Generalizing these considerations, the situation is this: 1. That by the common law monopolies were unlawful because of their restriction upon individual freedom of contract and their injury to the public. 2. That as to necessaries of life the freedom of the individual to deal was restricted where the nature and character of the dealing was such as to engender the presumption of intent to bring about at least one of the injuries which it was deemed would result from monopoly, that is an undue enhancement of price. 3. That to protect the freedom of contract of the individual not only in his own interest, but principally in the interest of the common weal, a contract of an individual by which he put an unreasonable restraint upon himself as to carrying on his trade or business was void. And that at common law the evils consequent upon engrossing, etc., caused those things to be treated as coming within monopoly and sometimes to be called monopoly and the same considerations caused monopoly because of its operation and effect, to be brought within and spoken of generally as impeding the due course of or being in restraint of trade.

From the development of more accurate economic conceptions and the changes in conditions of society it came to be recognized that the acts prohibited by the engrossing, forestalling, etc., statutes did not have the harmful tendency which they were presumed to have when the legislation concerning them was enacted, and therefore did not justify the presumption which had previously been deduced from them, but, on the contrary, such acts tended to fructify and develop trade. See the statutes of 12th George III, ch. 71, enacted in 1772, and statute of 7 and 8 Victoria, ch. 24, enacted in 1844, repealing the prohibitions against engrossing, forestalling, etc., upon the express ground that the prohibited acts had come to be considered as favorable to the development of and not in restraint of trade. It is remarkable that nowhere at common law can there be found a prohibition against the creation of monopoly by an individual. This would seem to manifest, either consciously or intuitively, a profound conception as to the inevitable operation of economic forces and the equipoise or balance in favor of the protection of the rights of individuals which resulted. That is to say, as it was deemed that monopoly in the concrete could only arise from an act of sovereign power, and, such sovereign power being restrained, prohibitions as to individuals were directed, not against the creation of monopoly, but were only applied to such acts in relation to particular subjects as to which it was deemed, if not restrained, some of the consequences of monopoly might result. After all, this was but an instinctive recognition of the truisms that the course of trade could not be made free by obstructing it, and that an individual's right to trade could not be protected by destroying such right.

- [Items]:

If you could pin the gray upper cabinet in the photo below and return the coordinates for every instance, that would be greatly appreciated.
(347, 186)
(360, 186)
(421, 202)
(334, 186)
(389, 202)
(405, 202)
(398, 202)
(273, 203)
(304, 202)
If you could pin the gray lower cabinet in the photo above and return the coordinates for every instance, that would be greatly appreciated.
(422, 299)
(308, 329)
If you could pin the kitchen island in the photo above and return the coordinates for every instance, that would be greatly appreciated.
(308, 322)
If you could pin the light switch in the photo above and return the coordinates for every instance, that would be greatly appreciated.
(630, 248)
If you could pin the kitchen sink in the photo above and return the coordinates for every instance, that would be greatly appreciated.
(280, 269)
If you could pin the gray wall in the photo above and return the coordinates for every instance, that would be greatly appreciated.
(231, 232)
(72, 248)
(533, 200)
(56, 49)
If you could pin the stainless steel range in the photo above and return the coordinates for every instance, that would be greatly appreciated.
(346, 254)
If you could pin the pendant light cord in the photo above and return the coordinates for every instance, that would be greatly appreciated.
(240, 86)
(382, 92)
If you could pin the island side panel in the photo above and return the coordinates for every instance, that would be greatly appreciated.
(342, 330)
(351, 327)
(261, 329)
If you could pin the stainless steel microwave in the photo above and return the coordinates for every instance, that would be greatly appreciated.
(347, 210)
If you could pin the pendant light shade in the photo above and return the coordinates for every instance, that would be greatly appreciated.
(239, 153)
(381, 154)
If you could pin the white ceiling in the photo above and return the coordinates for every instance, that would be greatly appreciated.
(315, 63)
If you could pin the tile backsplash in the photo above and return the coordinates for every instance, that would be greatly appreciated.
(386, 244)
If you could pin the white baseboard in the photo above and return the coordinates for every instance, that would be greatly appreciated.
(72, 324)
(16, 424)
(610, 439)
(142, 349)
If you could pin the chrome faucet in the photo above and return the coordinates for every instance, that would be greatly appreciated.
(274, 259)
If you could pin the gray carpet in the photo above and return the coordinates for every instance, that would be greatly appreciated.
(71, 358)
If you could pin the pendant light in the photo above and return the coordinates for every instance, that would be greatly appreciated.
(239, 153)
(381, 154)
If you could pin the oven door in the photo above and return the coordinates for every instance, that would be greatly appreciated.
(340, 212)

- [Requirement]:
Answer these questions about the text on monopoly at common law.
(a) Under point 1, what two reasons made monopolies unlawful by the common law?
(b) In what year was the statute of 12th George III, ch. 71, enacted?
(c) What prohibition does the text say can be found nowhere at common law?

- [Reply to the exercise]:
(a) Their restriction upon individual freedom of contract and their injury to the public.
(b) 1772.
(c) A prohibition against the creation of monopoly by an individual.